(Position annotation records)
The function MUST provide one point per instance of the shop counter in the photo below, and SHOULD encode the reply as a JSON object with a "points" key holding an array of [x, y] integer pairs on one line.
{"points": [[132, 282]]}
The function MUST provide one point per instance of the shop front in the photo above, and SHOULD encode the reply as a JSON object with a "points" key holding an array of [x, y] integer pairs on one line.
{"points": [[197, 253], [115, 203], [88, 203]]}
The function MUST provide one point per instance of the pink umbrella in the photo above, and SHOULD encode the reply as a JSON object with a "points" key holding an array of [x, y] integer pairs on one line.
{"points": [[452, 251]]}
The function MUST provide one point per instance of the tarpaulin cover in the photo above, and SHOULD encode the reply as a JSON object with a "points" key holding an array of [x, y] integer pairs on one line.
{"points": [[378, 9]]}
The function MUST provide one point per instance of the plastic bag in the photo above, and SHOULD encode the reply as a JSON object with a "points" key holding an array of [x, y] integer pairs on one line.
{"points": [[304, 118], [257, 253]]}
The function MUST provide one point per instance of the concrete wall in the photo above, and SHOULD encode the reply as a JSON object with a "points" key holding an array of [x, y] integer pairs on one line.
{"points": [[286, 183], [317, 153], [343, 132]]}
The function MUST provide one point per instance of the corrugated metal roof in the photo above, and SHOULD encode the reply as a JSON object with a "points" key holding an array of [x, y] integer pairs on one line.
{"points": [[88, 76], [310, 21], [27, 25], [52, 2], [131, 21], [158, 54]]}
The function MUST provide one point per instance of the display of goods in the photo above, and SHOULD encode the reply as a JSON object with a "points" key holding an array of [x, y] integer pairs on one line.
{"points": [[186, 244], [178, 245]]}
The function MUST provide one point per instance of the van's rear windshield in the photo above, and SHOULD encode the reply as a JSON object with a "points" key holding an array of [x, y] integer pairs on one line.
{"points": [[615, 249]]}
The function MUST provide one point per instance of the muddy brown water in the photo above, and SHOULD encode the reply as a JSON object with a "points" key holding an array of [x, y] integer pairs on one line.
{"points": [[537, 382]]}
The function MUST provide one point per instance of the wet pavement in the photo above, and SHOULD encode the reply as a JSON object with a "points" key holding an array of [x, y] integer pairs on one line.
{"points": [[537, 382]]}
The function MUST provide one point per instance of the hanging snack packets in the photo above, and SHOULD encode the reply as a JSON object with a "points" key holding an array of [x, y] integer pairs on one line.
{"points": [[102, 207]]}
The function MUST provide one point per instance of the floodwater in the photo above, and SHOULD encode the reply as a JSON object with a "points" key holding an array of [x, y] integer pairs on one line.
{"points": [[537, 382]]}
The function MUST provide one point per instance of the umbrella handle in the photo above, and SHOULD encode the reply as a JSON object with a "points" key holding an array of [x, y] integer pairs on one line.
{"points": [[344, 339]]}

◆ What the task asks ◆
Rewrite the items from the line containing "The function MUST provide one point per instance of the hanging" through the last item, both ends included and requests kept, and offset every coordinate in the answers by -117.

◆ Solution for this task ◆
The function MUST provide one point per instance of the hanging snack packets in the photo above, and SHOULD encode the reply as a JSON object with a "points" key holding an array of [x, y] integer pairs on one line.
{"points": [[-15, 90]]}
The function MUST provide one point per instance of the floodwater in the photo above, and SHOULD encode the reply as a JSON object with a "points" key holding an array of [x, y] integer pairs on one line.
{"points": [[420, 265]]}
The function MUST provide one point per instance of the umbrella handle in the photo above, and SHOULD encode the reply as a JSON object with a "points" key holding an array of [x, y] integer pairs on one line.
{"points": [[227, 222]]}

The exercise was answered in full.